---------- DATA RECORDS

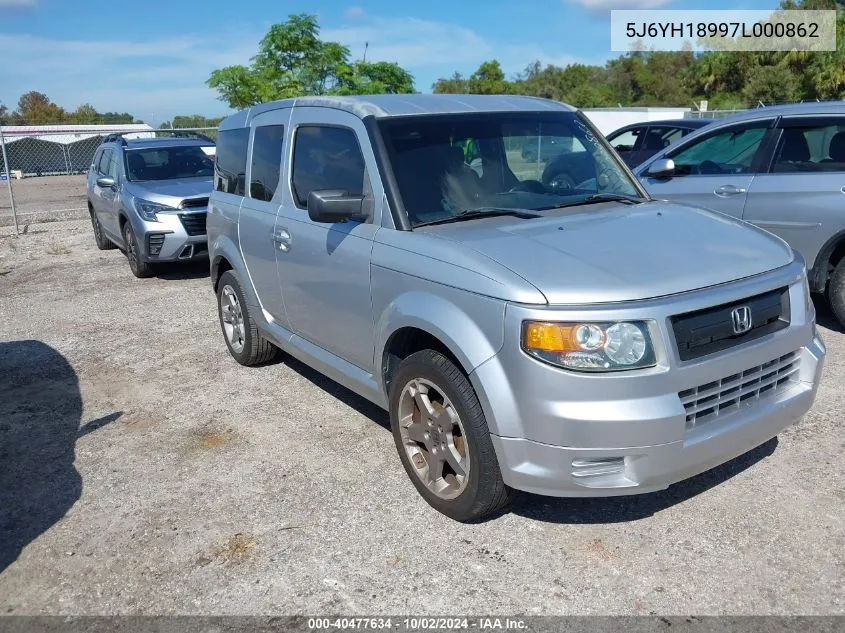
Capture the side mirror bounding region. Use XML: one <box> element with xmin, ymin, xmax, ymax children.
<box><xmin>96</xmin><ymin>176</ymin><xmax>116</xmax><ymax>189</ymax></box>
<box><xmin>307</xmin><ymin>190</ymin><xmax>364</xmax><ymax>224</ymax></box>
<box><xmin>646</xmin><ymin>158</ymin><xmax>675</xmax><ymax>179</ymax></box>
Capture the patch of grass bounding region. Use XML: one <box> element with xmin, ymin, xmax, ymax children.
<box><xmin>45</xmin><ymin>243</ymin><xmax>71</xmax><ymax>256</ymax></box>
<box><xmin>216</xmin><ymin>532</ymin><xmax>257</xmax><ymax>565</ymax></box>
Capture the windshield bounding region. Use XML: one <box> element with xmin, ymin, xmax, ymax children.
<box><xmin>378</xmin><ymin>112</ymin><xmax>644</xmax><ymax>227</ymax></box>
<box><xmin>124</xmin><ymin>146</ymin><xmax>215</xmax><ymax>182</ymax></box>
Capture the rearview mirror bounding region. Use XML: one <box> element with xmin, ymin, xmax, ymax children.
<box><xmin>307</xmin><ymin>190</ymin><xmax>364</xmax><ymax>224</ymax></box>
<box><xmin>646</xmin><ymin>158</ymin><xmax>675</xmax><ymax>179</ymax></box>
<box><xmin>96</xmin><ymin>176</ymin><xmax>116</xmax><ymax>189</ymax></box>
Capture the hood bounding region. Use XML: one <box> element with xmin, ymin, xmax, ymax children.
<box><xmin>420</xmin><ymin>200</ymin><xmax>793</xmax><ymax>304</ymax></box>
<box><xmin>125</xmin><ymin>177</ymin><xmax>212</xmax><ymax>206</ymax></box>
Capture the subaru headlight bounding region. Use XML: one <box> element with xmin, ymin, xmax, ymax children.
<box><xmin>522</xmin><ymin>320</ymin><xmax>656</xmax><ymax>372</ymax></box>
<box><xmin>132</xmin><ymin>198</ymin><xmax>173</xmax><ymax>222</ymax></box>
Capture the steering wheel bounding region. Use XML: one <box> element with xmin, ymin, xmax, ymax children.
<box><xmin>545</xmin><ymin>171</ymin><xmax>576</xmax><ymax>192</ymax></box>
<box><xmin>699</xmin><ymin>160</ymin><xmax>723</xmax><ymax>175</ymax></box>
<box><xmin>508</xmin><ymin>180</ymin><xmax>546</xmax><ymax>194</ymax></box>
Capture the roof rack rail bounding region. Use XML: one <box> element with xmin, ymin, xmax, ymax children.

--------------------

Your answer must be a verbatim copy of the entries above, with no images included.

WRITTEN SOLUTION:
Capture the side mirror bounding region. Use XML: one <box> element with xmin, ymin, xmax, ymax children.
<box><xmin>96</xmin><ymin>176</ymin><xmax>116</xmax><ymax>189</ymax></box>
<box><xmin>307</xmin><ymin>190</ymin><xmax>364</xmax><ymax>224</ymax></box>
<box><xmin>646</xmin><ymin>158</ymin><xmax>675</xmax><ymax>179</ymax></box>
Capture the patch of grass bounding region. Use XML: one <box> element with xmin, ymin, xmax, ymax children.
<box><xmin>45</xmin><ymin>243</ymin><xmax>71</xmax><ymax>256</ymax></box>
<box><xmin>216</xmin><ymin>532</ymin><xmax>257</xmax><ymax>565</ymax></box>
Capture the windshield bounding region. Use XML: one <box> element with xmin, ymin, xmax, ymax children.
<box><xmin>378</xmin><ymin>112</ymin><xmax>644</xmax><ymax>227</ymax></box>
<box><xmin>124</xmin><ymin>146</ymin><xmax>215</xmax><ymax>182</ymax></box>
Capture the rearview mirror bounding region. Use XML: one <box> element with xmin, ymin, xmax, ymax children.
<box><xmin>307</xmin><ymin>190</ymin><xmax>364</xmax><ymax>224</ymax></box>
<box><xmin>646</xmin><ymin>158</ymin><xmax>675</xmax><ymax>179</ymax></box>
<box><xmin>96</xmin><ymin>176</ymin><xmax>116</xmax><ymax>189</ymax></box>
Capture the hood bounding region. Use XML: one <box> element with xmin, ymin, xmax, ymax children.
<box><xmin>420</xmin><ymin>200</ymin><xmax>793</xmax><ymax>304</ymax></box>
<box><xmin>125</xmin><ymin>177</ymin><xmax>212</xmax><ymax>206</ymax></box>
Capture the subaru headlight bounding region. Use XML: one <box> element with xmin, ymin, xmax, ymax children.
<box><xmin>522</xmin><ymin>320</ymin><xmax>656</xmax><ymax>372</ymax></box>
<box><xmin>132</xmin><ymin>198</ymin><xmax>173</xmax><ymax>222</ymax></box>
Capture the steering wheel bounding region. Use XML: one <box> element with xmin, ymin, xmax, ymax children.
<box><xmin>545</xmin><ymin>171</ymin><xmax>576</xmax><ymax>192</ymax></box>
<box><xmin>699</xmin><ymin>160</ymin><xmax>723</xmax><ymax>175</ymax></box>
<box><xmin>508</xmin><ymin>180</ymin><xmax>546</xmax><ymax>194</ymax></box>
Capture the roof rack rail bounding region. Use XML: one <box> element with xmin, ymin, xmax, ymax children.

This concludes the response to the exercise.